** Start of STORED DATA **
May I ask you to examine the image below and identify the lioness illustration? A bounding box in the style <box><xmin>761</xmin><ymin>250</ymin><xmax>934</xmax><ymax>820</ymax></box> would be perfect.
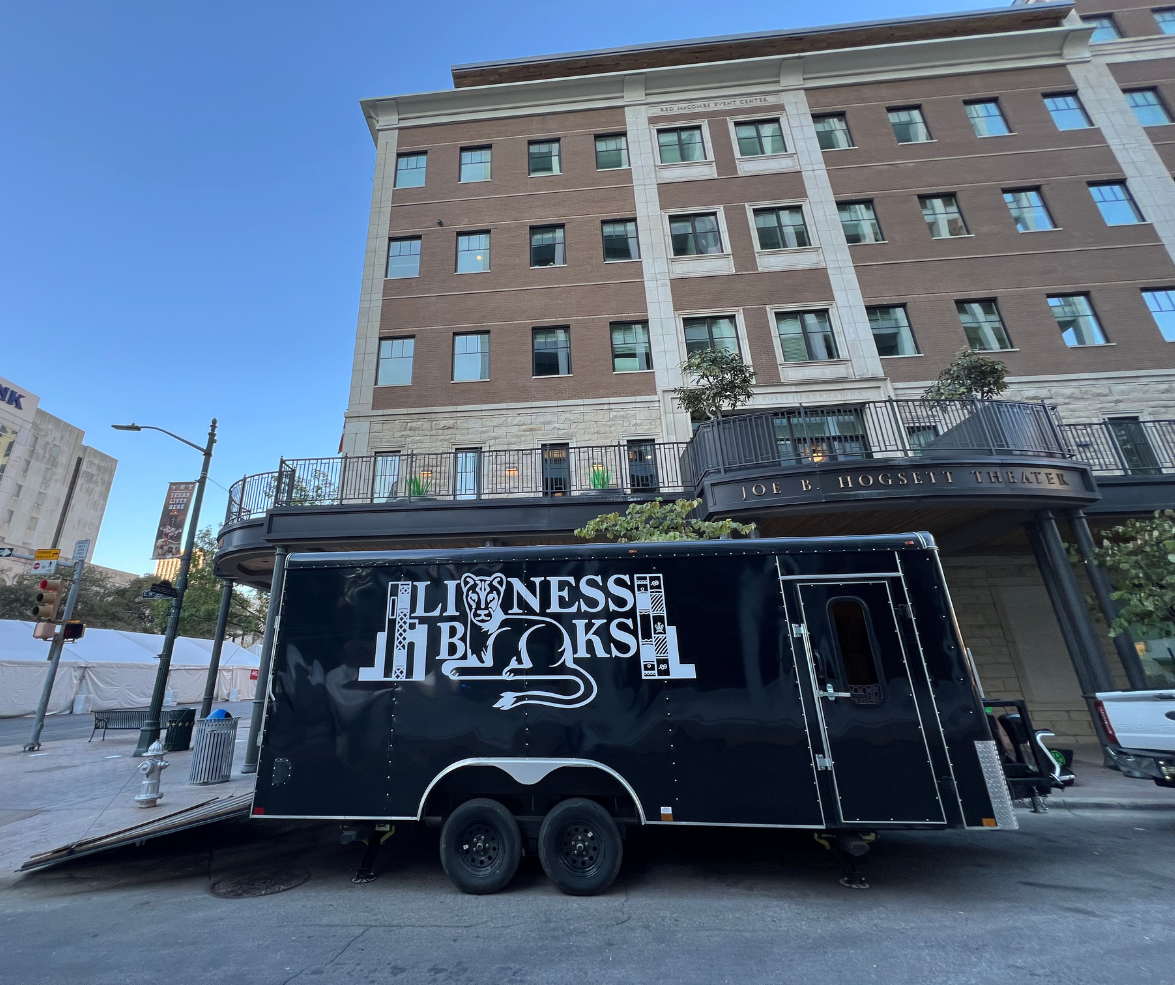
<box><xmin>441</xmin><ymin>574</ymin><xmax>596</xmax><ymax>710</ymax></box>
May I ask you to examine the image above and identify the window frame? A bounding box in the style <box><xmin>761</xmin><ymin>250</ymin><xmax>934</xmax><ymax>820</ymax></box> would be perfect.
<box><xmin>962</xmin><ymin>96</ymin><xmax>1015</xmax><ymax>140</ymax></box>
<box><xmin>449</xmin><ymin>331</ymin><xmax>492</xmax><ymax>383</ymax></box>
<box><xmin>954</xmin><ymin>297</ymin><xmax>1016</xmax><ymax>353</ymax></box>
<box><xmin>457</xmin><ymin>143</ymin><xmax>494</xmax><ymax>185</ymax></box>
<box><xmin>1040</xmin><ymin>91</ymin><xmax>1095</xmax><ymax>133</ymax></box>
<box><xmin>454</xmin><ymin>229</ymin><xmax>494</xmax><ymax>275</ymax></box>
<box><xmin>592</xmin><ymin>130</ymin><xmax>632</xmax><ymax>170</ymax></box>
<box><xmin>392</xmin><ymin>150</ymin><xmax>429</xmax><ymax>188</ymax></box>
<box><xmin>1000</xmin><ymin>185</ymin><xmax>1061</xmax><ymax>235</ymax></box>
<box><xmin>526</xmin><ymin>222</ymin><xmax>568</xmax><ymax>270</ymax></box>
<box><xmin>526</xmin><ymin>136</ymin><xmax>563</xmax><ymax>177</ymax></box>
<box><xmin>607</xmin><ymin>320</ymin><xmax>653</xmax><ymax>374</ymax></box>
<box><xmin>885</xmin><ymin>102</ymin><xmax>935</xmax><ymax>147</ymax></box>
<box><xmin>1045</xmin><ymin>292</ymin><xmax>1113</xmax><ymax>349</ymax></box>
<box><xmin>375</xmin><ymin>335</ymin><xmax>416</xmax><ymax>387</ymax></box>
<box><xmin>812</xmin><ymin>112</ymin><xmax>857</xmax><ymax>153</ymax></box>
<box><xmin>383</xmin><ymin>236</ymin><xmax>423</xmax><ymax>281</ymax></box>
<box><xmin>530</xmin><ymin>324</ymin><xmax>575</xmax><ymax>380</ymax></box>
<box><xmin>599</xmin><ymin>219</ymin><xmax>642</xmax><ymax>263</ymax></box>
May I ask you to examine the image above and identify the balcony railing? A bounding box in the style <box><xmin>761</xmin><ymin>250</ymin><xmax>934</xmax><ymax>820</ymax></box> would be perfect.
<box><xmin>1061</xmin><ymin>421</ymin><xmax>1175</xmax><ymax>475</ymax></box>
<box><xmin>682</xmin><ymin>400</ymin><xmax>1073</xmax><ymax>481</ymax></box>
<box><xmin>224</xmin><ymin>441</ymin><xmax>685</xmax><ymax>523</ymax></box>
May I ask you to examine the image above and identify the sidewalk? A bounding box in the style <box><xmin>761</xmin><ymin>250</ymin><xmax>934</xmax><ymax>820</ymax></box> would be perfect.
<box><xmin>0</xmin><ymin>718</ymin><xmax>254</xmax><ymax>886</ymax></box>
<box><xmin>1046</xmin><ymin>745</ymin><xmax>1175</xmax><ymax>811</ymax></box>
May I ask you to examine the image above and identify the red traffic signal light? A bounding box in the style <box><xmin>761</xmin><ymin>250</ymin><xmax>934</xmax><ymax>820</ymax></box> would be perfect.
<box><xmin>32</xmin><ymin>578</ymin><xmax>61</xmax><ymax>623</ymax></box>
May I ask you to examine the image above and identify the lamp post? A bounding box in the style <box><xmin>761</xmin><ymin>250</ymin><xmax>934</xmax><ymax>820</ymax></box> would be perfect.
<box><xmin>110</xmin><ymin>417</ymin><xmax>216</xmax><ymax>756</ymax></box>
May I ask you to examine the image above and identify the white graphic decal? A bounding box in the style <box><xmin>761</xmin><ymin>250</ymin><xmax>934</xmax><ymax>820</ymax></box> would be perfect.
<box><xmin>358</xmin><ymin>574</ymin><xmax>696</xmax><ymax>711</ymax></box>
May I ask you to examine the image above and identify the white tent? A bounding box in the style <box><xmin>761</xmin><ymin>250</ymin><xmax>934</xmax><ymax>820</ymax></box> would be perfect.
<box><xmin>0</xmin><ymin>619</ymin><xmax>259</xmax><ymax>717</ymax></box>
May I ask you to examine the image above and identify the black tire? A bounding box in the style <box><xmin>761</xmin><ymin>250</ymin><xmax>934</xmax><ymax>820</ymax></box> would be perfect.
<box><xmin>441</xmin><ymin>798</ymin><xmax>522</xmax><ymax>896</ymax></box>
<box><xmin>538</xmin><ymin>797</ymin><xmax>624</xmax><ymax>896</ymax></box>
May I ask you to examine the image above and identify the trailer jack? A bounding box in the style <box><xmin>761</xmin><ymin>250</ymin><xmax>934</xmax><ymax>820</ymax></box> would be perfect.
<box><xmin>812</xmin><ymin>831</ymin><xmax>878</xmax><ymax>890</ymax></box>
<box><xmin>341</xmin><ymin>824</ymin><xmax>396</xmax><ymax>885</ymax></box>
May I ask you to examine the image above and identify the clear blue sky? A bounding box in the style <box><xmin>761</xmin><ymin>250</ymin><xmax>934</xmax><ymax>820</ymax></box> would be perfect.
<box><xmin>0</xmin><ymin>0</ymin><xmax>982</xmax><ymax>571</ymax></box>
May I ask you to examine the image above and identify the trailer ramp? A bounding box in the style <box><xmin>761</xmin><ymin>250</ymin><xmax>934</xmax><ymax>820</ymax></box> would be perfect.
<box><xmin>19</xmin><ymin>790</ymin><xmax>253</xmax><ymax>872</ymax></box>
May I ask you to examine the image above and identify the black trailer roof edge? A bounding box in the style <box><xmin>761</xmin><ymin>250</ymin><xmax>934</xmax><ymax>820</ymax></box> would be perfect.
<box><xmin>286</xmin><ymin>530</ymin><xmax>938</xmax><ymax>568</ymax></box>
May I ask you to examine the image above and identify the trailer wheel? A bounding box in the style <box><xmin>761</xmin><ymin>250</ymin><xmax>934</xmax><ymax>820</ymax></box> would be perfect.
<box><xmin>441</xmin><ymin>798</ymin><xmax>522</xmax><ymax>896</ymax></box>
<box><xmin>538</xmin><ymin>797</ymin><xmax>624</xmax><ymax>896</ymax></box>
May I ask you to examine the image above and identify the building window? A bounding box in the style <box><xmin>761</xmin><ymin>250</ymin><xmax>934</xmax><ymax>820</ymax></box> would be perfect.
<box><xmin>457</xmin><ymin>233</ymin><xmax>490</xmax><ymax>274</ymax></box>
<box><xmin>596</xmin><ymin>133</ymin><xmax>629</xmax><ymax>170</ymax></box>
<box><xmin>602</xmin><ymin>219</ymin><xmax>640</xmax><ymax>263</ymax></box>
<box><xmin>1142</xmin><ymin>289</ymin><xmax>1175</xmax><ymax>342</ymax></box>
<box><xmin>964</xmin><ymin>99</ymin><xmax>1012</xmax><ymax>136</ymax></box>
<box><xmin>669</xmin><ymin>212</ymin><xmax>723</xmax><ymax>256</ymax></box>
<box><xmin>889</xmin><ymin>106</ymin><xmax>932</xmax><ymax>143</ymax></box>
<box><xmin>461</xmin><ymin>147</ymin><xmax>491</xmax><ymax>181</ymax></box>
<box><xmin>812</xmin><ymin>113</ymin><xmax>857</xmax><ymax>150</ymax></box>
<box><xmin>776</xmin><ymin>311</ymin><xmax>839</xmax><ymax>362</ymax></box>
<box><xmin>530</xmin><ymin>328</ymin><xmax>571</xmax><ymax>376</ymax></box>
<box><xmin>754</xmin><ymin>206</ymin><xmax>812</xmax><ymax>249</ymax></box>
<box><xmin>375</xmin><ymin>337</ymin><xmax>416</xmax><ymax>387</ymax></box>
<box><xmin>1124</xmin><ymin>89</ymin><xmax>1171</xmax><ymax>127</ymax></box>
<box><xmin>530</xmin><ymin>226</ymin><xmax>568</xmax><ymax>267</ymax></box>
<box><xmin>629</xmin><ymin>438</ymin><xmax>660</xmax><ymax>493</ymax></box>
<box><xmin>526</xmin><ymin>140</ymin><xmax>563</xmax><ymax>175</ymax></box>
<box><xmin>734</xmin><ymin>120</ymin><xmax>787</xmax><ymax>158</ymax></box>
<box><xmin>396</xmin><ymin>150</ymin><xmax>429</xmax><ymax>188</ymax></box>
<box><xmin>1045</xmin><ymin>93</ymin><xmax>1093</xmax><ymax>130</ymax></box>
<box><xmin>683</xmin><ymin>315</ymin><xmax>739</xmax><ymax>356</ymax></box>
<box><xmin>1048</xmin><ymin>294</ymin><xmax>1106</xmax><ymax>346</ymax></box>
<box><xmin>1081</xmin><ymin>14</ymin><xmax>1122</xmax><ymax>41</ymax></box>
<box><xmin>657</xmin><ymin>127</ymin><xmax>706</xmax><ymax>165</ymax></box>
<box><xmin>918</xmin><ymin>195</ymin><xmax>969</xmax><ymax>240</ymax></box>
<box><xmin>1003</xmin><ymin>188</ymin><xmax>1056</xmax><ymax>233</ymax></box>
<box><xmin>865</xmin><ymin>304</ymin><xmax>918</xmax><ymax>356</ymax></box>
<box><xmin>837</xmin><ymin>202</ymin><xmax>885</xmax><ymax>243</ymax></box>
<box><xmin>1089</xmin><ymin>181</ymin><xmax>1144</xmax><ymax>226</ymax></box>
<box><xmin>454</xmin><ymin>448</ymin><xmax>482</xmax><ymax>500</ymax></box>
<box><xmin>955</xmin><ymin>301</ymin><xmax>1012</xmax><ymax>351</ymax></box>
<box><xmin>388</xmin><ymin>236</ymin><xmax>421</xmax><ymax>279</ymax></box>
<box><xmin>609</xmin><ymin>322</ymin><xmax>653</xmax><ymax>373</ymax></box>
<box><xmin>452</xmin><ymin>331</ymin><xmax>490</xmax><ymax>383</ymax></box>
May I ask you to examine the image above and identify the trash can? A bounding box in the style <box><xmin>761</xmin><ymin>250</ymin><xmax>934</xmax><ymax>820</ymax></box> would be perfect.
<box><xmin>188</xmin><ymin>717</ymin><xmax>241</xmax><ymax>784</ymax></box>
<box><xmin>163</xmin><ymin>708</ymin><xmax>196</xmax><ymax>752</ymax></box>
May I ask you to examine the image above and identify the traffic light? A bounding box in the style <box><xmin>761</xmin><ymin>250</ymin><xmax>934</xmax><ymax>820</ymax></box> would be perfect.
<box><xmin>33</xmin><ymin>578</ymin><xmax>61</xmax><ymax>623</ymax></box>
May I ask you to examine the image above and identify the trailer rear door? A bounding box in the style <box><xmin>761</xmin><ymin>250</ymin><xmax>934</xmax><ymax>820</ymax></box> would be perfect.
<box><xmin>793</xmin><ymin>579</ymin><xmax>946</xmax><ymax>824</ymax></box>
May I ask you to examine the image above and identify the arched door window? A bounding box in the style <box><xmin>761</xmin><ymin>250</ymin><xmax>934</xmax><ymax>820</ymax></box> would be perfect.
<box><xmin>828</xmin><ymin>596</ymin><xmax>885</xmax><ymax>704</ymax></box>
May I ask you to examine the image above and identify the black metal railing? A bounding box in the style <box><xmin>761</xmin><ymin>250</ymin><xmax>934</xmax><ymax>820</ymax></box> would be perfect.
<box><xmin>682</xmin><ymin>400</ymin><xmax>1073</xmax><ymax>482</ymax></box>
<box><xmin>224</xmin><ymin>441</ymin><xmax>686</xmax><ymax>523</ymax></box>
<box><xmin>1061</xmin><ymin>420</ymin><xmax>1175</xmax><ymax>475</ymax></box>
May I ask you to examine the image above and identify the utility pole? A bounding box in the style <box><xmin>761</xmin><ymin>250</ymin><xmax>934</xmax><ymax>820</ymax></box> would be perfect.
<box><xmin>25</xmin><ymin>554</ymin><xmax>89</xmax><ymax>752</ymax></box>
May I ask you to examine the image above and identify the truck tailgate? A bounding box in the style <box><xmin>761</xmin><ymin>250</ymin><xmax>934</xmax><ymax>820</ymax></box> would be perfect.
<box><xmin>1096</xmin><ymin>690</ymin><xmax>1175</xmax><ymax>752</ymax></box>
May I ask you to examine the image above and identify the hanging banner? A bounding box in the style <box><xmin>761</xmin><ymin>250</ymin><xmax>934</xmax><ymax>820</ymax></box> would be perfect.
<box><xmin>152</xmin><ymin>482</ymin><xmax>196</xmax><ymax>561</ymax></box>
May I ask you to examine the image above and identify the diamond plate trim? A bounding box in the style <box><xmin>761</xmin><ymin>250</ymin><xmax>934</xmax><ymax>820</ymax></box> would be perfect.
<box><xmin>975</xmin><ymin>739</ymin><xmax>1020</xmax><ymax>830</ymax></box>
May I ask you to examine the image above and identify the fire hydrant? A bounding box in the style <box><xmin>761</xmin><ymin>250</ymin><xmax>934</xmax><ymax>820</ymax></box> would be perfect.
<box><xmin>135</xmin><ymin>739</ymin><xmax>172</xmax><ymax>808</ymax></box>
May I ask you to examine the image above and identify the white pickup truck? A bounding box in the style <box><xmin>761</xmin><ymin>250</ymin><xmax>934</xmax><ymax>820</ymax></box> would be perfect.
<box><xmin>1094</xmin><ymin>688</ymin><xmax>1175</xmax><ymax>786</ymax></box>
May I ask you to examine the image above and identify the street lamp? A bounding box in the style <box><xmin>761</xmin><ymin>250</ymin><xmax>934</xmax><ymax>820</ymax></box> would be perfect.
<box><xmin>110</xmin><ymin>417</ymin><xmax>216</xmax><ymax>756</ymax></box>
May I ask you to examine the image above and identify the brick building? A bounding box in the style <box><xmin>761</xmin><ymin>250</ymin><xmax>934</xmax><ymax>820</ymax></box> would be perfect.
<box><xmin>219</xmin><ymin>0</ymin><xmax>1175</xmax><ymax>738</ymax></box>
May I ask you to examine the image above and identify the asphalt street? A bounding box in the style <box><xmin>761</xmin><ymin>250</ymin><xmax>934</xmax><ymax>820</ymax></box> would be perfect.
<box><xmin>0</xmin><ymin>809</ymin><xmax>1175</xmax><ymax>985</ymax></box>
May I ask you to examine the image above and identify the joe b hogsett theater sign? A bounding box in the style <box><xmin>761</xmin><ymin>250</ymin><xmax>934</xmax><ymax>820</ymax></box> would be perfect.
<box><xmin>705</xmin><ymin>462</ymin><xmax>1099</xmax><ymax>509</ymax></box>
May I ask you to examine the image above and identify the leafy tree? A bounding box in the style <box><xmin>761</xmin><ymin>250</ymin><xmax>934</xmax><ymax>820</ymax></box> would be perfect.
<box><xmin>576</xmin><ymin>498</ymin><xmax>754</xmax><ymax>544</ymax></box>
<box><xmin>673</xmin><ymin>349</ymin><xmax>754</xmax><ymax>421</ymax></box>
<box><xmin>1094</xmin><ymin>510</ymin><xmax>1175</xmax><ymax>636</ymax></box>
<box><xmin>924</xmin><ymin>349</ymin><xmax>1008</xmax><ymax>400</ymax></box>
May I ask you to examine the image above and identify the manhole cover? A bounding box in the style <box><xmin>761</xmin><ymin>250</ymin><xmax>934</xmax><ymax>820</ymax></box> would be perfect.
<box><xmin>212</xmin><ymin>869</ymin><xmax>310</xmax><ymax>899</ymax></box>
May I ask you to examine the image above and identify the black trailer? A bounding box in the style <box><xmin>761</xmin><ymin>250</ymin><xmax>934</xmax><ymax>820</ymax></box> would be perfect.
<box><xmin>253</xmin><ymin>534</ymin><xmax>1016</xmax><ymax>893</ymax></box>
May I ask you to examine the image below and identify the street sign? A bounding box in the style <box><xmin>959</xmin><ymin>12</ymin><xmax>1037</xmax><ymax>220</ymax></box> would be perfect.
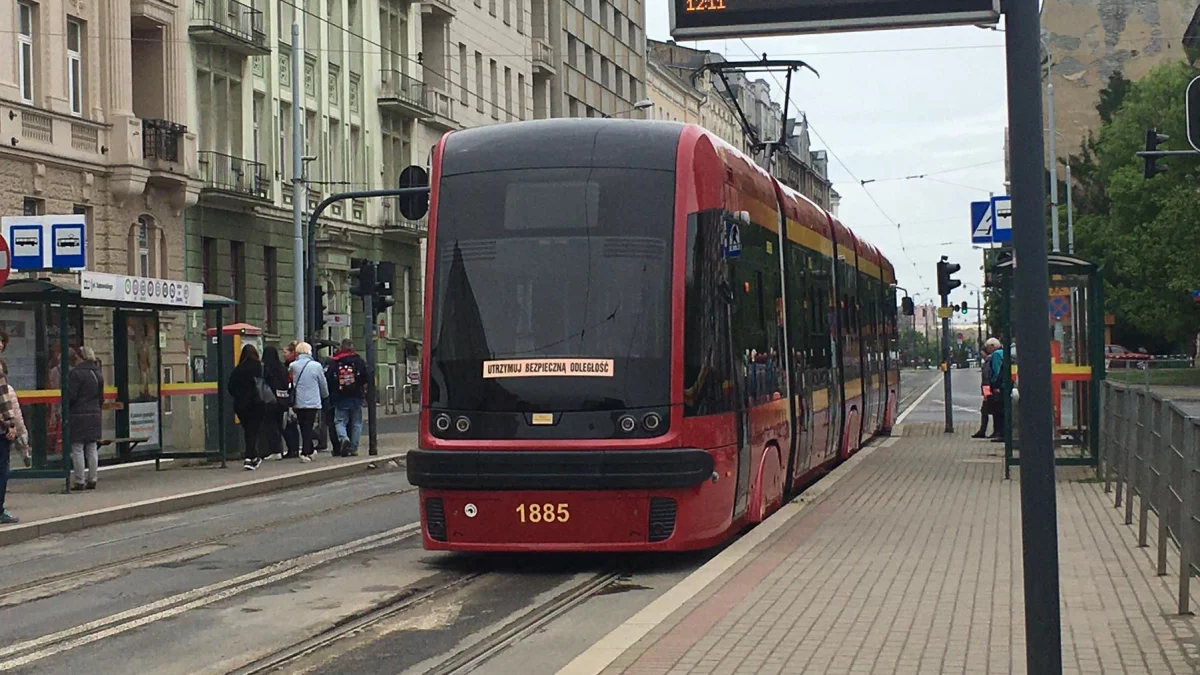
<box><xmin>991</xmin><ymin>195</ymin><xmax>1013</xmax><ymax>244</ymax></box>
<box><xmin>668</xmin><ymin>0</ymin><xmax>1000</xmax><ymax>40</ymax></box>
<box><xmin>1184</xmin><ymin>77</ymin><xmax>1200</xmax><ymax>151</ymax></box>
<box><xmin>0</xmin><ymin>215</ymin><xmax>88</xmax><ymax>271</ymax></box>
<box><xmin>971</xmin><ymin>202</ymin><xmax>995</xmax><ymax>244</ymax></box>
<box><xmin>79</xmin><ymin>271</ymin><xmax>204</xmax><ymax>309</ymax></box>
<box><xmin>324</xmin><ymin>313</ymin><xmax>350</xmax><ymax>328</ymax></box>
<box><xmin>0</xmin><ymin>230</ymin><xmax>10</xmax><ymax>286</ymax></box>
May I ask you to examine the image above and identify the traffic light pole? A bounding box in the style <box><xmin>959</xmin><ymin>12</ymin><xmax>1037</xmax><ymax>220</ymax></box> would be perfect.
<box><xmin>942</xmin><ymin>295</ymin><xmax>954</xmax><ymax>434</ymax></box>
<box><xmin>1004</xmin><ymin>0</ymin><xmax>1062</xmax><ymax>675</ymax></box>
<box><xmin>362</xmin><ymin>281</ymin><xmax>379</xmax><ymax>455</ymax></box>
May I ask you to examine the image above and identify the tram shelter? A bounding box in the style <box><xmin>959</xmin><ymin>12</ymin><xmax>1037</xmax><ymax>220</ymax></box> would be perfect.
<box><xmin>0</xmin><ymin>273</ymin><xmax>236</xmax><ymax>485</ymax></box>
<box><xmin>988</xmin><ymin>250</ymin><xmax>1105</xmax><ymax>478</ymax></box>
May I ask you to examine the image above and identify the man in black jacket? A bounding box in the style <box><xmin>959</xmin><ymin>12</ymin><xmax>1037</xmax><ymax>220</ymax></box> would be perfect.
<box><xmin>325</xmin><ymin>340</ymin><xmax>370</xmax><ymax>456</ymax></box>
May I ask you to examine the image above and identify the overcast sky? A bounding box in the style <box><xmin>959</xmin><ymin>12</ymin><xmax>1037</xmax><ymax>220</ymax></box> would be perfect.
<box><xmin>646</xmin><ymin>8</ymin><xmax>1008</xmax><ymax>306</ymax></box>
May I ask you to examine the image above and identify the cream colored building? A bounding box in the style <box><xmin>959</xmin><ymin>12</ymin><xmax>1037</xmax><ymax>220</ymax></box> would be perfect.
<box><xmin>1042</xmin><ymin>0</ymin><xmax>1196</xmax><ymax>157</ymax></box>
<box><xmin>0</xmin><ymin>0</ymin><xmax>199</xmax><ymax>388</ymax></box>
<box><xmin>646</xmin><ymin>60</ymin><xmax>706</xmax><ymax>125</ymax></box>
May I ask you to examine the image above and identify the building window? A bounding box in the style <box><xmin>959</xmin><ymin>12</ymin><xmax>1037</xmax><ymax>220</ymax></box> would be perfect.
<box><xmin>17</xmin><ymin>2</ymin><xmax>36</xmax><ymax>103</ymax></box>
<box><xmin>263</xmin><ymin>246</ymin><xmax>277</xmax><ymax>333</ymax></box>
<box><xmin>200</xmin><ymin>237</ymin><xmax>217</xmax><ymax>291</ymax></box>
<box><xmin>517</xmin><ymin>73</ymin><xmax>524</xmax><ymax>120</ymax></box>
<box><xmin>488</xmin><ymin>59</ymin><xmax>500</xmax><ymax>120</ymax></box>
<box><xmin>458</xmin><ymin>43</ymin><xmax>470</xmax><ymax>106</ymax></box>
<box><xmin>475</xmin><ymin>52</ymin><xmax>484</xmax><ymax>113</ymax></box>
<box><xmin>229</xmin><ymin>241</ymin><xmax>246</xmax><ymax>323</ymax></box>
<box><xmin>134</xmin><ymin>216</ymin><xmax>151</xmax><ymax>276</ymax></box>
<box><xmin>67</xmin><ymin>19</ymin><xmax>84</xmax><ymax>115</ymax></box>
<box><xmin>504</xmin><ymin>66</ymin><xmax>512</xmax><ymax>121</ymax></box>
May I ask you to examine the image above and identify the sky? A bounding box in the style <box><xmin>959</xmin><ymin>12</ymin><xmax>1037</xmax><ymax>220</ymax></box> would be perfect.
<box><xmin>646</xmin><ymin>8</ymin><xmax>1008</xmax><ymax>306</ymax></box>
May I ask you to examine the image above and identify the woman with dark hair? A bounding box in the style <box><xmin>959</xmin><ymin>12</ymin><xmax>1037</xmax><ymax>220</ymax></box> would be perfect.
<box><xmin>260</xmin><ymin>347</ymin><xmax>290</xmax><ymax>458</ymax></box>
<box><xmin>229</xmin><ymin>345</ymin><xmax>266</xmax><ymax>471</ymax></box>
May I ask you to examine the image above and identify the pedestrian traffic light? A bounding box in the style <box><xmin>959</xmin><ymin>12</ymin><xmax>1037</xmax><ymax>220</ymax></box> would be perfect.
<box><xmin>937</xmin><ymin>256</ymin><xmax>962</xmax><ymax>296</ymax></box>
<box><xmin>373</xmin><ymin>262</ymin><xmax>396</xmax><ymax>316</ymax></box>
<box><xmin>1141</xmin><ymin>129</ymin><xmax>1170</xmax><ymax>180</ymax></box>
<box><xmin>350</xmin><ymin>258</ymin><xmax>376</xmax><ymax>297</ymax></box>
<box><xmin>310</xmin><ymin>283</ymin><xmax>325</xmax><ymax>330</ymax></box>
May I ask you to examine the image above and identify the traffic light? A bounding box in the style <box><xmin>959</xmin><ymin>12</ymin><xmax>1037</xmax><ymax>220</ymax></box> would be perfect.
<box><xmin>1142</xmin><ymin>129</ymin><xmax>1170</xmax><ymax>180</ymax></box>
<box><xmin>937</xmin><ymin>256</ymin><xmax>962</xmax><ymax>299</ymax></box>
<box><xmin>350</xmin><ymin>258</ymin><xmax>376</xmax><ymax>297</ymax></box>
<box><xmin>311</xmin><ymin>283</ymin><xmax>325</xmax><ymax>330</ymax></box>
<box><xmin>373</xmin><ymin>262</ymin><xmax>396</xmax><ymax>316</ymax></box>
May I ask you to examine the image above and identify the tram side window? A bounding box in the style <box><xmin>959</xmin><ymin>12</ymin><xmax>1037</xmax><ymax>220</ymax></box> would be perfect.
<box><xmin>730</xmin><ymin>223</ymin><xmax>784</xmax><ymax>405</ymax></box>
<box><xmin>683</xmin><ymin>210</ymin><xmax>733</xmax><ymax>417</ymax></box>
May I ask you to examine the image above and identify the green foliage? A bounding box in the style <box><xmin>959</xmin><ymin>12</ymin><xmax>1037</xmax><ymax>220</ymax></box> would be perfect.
** End of STORED DATA **
WHAT YOU SHOULD DO: Quote only the lines from the line containing "the tram side" through the end of the listing, please, keeping both the first and the last line.

SOLUTION TO THIS TASK:
May I ask you to examine the image above and identify the tram side window? A bounding box in the style <box><xmin>959</xmin><ymin>12</ymin><xmax>1037</xmax><ymax>220</ymax></box> would be perfect.
<box><xmin>730</xmin><ymin>223</ymin><xmax>784</xmax><ymax>405</ymax></box>
<box><xmin>683</xmin><ymin>210</ymin><xmax>733</xmax><ymax>417</ymax></box>
May I ask you to examine the image above and identify the green foliage? A bounding box in the style <box><xmin>959</xmin><ymin>12</ymin><xmax>1037</xmax><ymax>220</ymax></box> would be perfect.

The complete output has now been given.